Objective
Rewrite the items below, from the line with "In this exercise you will mark the yellow" through the end of the items, replacing "setting" with "placing" and leaving everything else unchanged.

>> START Input data

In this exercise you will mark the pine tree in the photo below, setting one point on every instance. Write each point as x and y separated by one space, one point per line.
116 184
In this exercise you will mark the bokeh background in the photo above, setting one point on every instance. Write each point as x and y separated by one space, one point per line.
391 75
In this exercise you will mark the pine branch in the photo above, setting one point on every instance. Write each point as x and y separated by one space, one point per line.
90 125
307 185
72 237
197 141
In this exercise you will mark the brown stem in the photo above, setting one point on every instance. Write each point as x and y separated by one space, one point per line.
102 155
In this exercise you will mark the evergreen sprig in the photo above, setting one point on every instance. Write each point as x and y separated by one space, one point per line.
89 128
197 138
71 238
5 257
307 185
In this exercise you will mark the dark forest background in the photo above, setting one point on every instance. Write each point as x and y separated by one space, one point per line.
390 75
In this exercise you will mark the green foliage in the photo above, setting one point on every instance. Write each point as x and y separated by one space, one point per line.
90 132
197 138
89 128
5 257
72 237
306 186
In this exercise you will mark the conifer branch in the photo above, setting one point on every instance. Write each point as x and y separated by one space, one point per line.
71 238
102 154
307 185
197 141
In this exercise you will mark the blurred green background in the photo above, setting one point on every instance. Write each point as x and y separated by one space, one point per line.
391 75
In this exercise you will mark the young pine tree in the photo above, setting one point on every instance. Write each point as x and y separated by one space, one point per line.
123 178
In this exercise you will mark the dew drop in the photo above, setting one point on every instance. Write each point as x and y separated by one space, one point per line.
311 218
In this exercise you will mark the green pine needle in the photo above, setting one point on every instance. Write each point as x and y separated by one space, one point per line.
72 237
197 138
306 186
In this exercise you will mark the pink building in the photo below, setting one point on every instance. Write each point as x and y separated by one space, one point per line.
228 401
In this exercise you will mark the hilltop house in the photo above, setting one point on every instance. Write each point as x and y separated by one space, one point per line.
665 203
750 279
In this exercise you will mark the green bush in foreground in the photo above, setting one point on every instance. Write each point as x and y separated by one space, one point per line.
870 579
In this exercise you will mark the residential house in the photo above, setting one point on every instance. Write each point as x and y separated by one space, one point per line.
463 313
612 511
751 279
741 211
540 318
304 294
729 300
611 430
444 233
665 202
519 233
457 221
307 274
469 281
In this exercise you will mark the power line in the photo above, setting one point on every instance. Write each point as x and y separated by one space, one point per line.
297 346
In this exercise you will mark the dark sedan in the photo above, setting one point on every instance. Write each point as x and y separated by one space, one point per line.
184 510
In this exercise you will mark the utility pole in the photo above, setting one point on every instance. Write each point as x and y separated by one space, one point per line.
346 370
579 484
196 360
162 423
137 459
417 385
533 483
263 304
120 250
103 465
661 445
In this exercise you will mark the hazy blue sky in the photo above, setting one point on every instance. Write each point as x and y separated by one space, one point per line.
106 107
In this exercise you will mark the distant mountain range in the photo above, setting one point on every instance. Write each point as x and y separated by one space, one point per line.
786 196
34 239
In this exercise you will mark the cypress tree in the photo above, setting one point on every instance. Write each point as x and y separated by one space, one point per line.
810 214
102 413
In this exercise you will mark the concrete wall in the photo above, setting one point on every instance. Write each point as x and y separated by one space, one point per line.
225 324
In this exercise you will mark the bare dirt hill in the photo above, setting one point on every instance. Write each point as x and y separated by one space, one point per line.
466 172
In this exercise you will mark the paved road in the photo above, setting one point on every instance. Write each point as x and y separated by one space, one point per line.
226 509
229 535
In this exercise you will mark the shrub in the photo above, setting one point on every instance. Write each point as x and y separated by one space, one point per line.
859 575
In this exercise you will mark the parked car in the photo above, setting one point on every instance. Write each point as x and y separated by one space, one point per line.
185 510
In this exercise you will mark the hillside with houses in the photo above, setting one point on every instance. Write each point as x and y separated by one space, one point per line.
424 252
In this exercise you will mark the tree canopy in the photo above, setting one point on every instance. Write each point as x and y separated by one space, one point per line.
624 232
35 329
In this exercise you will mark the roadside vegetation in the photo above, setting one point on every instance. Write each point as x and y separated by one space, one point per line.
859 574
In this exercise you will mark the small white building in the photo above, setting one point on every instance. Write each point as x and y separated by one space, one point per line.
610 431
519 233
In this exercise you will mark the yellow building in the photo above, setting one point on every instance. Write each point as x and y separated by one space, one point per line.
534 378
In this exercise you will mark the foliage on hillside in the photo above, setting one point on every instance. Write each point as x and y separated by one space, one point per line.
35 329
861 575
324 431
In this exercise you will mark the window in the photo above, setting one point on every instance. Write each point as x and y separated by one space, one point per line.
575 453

>> END Input data

Reply
In this exercise you will mark the yellow building in the photo above, placing one point on every instance. Write each point as x and y separated by one space, one point per line.
534 378
In this exercise you will mark the foliage on hillside in the photo above, placing one point on every instance. Write each point as x and y separated by one space, one point per line.
35 329
861 575
324 431
In this exercise you will mark the window in the photo above, placing one point on every instance. Write each point as x and y separated by one space, one point per line.
575 453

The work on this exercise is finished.